The records section start

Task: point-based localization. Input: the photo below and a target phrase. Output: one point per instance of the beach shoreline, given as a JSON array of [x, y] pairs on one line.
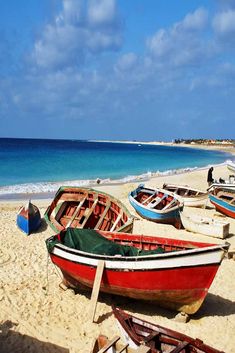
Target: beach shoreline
[[37, 315], [52, 187]]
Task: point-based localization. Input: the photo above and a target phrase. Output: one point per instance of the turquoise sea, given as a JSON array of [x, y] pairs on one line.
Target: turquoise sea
[[38, 166]]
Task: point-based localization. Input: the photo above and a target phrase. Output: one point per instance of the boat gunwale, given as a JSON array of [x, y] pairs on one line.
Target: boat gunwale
[[155, 211], [180, 253]]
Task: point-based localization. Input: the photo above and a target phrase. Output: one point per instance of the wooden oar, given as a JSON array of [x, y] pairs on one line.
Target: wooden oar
[[96, 287]]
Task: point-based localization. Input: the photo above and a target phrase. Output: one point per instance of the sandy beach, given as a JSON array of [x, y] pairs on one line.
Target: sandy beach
[[36, 315]]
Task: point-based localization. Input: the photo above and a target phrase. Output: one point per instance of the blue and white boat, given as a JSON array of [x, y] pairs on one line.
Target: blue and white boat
[[28, 218], [157, 205], [224, 201]]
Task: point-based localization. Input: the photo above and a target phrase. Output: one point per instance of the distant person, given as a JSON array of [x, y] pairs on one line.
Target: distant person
[[210, 176]]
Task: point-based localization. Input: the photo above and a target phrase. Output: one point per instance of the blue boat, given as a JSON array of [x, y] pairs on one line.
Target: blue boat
[[28, 218], [224, 201], [157, 205]]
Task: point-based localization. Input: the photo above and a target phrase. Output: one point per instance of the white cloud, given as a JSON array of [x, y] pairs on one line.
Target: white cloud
[[126, 62], [181, 44], [196, 20], [101, 11], [224, 23], [81, 29]]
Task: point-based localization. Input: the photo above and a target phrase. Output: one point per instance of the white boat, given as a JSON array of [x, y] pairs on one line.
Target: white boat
[[231, 166], [190, 196], [205, 225]]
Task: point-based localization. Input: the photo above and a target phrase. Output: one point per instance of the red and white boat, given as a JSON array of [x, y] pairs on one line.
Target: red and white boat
[[174, 273]]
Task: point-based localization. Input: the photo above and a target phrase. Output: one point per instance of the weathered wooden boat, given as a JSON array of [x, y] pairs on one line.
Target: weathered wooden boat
[[231, 166], [87, 208], [28, 218], [191, 197], [156, 205], [174, 273], [158, 338], [205, 225], [224, 201], [103, 345], [228, 184]]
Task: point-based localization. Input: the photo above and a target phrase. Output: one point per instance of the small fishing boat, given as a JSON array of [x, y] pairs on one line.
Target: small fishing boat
[[28, 218], [231, 166], [103, 345], [174, 273], [223, 184], [205, 225], [191, 197], [87, 208], [156, 205], [224, 201], [156, 337]]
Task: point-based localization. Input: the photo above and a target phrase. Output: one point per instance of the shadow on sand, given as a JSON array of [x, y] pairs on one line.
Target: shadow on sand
[[213, 305], [12, 341]]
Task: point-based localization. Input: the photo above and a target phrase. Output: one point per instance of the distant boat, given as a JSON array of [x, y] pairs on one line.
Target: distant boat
[[157, 205], [226, 185], [191, 197], [173, 273], [205, 225], [28, 218], [223, 184], [87, 208], [158, 338], [224, 201], [231, 166]]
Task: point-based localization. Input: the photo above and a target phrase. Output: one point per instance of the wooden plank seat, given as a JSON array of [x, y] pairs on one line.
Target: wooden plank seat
[[149, 198], [89, 212], [170, 204], [180, 347], [76, 211], [156, 201], [103, 215]]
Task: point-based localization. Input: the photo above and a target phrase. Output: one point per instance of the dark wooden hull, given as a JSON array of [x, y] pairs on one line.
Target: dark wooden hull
[[28, 218], [158, 338], [87, 208]]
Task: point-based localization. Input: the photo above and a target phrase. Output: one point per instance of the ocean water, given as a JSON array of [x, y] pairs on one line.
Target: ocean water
[[37, 165]]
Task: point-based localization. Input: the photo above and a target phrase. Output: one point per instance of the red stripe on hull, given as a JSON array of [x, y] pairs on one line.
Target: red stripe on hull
[[224, 210], [182, 289]]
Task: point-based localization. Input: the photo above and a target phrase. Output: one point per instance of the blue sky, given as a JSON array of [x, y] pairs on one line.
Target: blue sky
[[126, 69]]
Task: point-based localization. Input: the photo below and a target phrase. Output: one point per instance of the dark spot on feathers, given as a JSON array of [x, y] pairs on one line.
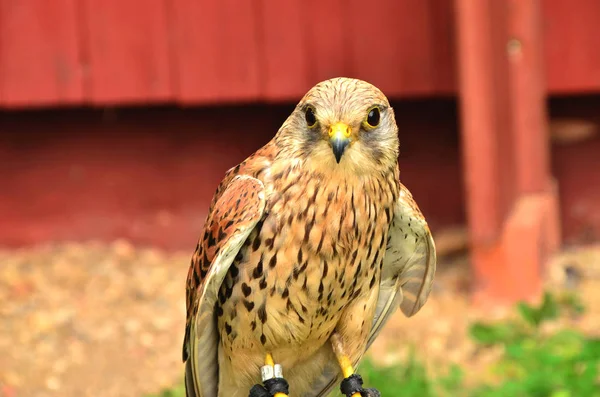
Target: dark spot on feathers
[[211, 240], [258, 270], [372, 283], [256, 243], [249, 305], [234, 271], [246, 289], [273, 261], [262, 313]]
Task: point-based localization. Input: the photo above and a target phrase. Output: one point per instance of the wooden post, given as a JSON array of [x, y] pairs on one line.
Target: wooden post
[[511, 202]]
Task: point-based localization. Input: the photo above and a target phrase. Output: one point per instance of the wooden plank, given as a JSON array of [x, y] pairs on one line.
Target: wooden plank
[[404, 47], [571, 47], [328, 45], [215, 50], [285, 50], [39, 53], [127, 50]]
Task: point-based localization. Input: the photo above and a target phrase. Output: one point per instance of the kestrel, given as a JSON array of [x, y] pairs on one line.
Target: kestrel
[[310, 245]]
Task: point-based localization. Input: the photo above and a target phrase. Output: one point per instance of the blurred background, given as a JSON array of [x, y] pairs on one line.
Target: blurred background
[[119, 118]]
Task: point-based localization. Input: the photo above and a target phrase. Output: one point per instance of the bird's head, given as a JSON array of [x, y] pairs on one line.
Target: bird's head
[[342, 124]]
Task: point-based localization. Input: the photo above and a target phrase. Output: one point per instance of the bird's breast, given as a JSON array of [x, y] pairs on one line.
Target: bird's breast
[[319, 246]]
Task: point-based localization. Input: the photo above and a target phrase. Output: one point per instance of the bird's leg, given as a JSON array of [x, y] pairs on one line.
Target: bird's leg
[[274, 383], [352, 384]]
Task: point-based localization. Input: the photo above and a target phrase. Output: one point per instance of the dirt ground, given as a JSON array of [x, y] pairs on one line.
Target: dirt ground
[[107, 320]]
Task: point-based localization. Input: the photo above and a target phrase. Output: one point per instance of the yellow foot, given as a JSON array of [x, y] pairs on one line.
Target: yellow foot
[[352, 384], [274, 383]]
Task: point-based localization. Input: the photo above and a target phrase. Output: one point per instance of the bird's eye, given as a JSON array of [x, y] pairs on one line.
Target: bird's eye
[[309, 115], [373, 117]]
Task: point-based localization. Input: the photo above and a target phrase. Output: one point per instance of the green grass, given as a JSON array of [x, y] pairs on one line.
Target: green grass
[[565, 363]]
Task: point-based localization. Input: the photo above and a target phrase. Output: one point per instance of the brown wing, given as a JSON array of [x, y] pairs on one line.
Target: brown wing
[[408, 266], [235, 211]]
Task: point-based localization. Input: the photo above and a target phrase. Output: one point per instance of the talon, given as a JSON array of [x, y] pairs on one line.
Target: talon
[[351, 386], [259, 391], [371, 392], [272, 376]]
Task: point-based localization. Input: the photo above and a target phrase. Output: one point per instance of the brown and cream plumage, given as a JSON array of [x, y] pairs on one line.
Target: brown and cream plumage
[[309, 246]]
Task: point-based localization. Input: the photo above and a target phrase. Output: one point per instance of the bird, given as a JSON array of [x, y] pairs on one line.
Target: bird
[[310, 245]]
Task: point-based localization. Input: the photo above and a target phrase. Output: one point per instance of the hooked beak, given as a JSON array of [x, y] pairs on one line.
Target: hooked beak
[[339, 137]]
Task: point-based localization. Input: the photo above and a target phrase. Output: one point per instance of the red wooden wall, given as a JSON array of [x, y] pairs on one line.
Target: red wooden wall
[[199, 51]]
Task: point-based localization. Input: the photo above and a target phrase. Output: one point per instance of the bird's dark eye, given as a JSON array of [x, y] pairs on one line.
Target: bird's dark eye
[[373, 117], [309, 115]]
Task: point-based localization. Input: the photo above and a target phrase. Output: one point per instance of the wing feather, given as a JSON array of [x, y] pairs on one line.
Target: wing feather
[[238, 207], [408, 266]]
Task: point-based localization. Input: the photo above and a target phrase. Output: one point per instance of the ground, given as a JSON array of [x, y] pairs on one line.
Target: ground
[[107, 319]]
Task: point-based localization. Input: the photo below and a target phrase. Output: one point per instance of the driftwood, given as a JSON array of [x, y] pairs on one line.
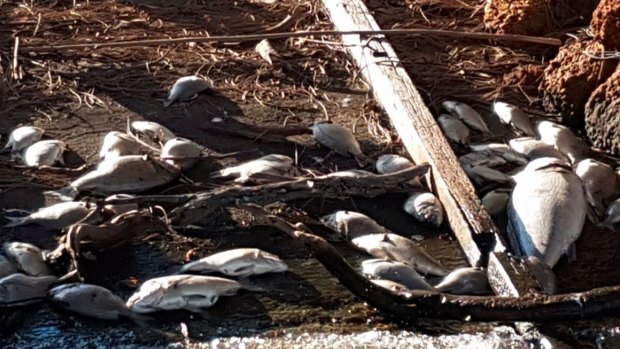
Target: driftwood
[[428, 304], [201, 205], [254, 132]]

The records section end

__Problem to solve__
Take the line that contains "Target: bird's dark eye" and every line after it to the end of the records above; quote them exactly, leaving out the pictures.

__Answer space__
Target: bird's dark eye
[[373, 117], [309, 115]]
Task: point-based localization. Input: the photo above and a target phrase. Output: one point per instance of the wing feather, given as a JSON array of [x, y] pairs on one line.
Target: wing feather
[[238, 207], [408, 266]]
Task: point-based localization. Input: the photo above and a target phrase. Output: one point per instance of the ground, given as a JSON array of [x, y] pairs on one line.
Target: ground
[[107, 319]]
Task: point-based localization. Input: the photo below and a target phrase. Output: one point per instance of the driftwood, given as a JSON array of [x, y] pairs on one line.
Target: driftwood
[[428, 304], [201, 205], [254, 132]]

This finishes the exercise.